§ The exercise:
Swap "grassy slope" for "grassy hillside" in the listing below, giving back only everything from the line with "Task: tag the grassy" down to the line with "Query: grassy slope", with nothing else changed. Leave the pictures out of your answer.

Object position labeling entries:
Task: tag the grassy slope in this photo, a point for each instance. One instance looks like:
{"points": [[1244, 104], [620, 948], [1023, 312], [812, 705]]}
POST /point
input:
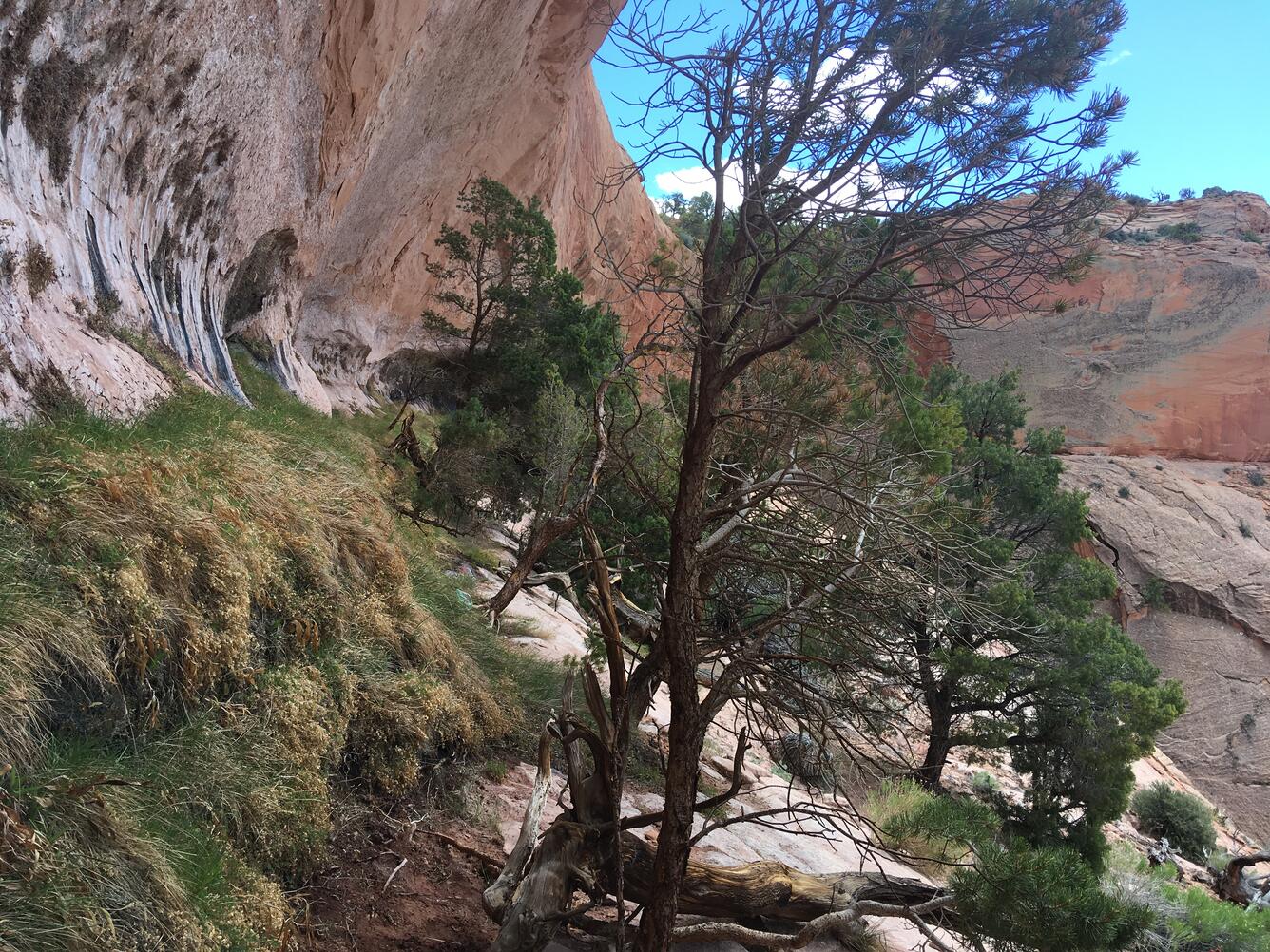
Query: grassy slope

==

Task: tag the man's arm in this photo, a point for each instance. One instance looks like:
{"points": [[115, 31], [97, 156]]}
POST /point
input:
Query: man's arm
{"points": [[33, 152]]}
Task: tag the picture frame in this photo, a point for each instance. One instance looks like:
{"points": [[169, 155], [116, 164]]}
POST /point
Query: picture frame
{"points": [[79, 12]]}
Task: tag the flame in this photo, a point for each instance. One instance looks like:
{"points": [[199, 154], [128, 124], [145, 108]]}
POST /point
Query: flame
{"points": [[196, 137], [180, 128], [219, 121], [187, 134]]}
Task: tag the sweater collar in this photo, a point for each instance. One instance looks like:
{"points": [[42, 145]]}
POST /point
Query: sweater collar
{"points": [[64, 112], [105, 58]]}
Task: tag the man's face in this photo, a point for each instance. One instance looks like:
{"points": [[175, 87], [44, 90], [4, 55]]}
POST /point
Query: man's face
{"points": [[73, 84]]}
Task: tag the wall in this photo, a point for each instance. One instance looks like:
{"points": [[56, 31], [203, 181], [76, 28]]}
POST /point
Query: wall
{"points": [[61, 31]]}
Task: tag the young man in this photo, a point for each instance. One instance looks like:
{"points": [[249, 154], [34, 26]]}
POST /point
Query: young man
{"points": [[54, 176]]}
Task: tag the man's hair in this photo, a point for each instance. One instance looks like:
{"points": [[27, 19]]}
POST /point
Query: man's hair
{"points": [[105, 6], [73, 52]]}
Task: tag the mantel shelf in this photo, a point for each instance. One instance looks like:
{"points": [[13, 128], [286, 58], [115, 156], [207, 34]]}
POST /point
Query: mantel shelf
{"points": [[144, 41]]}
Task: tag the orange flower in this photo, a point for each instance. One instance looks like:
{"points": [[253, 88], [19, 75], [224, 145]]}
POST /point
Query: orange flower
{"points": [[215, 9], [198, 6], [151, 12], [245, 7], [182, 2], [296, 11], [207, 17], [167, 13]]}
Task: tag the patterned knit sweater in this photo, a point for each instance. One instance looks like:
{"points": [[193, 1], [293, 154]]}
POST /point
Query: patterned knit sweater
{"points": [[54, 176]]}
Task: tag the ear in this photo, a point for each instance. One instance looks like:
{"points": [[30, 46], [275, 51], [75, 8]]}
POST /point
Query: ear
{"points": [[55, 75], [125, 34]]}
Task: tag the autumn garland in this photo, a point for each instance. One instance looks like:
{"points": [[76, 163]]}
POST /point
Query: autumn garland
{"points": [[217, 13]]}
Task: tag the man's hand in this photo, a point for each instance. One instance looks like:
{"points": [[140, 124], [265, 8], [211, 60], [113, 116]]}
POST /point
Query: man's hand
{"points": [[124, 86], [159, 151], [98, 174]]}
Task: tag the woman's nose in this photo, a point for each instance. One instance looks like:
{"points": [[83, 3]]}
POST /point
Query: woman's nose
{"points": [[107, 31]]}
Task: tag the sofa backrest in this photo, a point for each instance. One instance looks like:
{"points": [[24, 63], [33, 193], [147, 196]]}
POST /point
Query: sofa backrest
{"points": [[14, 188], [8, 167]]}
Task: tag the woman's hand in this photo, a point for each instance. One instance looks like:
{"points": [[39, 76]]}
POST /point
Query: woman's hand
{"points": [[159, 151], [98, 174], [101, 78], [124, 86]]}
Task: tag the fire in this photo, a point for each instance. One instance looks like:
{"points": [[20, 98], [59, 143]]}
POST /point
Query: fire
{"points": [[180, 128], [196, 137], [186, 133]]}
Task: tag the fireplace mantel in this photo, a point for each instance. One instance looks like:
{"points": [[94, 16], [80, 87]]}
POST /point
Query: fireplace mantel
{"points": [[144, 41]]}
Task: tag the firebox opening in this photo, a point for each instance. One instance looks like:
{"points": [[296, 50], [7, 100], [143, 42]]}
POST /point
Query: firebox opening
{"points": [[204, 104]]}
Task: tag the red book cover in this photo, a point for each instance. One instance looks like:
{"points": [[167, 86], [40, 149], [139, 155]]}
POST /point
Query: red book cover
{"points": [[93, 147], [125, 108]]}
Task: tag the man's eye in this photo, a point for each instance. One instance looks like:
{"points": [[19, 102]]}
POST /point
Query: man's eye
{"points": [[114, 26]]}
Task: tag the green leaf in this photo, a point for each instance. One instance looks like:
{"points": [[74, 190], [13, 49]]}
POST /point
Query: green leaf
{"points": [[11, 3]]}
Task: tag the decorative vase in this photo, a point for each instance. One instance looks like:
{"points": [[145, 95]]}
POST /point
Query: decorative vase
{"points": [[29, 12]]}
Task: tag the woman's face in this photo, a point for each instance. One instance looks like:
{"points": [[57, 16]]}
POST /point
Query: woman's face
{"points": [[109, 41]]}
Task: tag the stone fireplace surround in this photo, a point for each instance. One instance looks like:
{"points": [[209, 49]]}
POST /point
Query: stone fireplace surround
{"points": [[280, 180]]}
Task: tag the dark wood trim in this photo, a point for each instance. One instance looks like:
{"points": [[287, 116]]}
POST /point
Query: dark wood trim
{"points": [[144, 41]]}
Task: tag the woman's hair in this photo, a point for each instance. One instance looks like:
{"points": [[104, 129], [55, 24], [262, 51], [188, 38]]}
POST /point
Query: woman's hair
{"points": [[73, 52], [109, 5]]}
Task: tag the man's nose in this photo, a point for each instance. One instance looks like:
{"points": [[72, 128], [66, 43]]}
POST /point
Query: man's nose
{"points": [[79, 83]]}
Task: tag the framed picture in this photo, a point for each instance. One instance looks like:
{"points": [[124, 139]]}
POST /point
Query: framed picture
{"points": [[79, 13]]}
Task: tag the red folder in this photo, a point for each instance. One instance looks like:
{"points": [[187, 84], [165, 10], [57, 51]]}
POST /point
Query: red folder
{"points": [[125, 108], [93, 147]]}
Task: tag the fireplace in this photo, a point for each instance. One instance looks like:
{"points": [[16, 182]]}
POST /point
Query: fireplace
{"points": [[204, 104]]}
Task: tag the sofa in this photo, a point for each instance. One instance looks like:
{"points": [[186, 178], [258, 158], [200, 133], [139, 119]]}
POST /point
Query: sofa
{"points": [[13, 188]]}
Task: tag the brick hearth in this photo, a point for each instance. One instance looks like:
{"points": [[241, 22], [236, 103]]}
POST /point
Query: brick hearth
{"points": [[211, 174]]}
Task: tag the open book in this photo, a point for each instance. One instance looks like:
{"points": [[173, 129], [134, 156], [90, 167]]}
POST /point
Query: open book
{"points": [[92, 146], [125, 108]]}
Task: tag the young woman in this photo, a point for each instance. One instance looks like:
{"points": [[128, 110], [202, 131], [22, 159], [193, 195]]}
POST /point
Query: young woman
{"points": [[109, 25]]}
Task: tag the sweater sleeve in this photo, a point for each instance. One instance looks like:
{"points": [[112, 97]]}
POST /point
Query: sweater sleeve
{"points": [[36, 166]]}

---

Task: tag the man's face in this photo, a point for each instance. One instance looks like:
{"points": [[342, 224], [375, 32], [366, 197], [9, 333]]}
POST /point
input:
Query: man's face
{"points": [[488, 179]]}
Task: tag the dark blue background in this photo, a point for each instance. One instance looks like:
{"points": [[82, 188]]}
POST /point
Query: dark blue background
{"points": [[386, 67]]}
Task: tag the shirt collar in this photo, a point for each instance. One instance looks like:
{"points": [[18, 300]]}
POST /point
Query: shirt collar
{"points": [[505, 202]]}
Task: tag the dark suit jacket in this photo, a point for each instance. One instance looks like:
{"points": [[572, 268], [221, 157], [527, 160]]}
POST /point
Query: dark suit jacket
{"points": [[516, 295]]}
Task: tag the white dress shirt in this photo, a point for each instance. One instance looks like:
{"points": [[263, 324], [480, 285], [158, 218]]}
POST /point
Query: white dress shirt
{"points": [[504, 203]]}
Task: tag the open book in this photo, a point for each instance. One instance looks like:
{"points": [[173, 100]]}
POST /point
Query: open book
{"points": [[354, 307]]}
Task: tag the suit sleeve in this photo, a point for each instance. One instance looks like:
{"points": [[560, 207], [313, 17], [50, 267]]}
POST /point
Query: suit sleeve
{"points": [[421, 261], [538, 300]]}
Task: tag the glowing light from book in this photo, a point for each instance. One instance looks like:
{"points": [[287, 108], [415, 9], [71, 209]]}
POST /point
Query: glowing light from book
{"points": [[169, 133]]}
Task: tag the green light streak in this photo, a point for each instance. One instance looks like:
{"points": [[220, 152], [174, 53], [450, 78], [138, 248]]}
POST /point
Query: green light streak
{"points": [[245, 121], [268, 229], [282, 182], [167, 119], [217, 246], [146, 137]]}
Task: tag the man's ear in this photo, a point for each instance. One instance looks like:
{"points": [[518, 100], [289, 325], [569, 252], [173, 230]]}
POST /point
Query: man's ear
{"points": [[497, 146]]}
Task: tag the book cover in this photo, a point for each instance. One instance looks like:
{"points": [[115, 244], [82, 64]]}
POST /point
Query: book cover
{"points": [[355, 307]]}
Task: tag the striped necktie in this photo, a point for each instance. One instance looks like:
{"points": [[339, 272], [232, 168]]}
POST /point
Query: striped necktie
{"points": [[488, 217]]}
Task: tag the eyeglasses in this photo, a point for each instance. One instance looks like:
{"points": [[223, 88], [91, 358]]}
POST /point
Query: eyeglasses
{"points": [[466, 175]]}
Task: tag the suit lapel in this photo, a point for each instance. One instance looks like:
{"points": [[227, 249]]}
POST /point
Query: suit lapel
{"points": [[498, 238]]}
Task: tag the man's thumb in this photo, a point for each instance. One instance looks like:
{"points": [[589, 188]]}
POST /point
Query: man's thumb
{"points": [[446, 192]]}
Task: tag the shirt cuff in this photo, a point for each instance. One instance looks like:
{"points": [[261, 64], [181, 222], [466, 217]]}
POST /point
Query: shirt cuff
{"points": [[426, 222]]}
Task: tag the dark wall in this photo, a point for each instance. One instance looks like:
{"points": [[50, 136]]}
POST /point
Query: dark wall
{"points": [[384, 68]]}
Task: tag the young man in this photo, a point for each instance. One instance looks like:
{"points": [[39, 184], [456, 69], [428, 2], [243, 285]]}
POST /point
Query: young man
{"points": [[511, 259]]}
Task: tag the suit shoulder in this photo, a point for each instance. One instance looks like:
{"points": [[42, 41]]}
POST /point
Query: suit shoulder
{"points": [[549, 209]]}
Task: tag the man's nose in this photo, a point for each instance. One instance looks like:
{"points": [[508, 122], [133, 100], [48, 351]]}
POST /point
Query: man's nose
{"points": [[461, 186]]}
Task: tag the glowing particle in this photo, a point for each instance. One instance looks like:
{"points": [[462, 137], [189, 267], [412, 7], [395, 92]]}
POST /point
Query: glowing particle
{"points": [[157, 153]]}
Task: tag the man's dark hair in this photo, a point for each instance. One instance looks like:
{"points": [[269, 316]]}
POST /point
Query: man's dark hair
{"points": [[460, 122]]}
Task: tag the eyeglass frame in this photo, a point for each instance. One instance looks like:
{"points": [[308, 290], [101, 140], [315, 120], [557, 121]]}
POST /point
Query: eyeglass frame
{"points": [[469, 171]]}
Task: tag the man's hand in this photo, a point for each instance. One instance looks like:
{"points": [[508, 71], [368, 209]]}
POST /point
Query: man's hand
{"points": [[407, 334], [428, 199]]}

§ Result of this exercise:
Task: tag the grassy hillside in this photo, a point for each instance. One instance looks like:
{"points": [[1244, 104], [620, 948], [1023, 312], [812, 705]]}
POST /point
input:
Query: grassy hillside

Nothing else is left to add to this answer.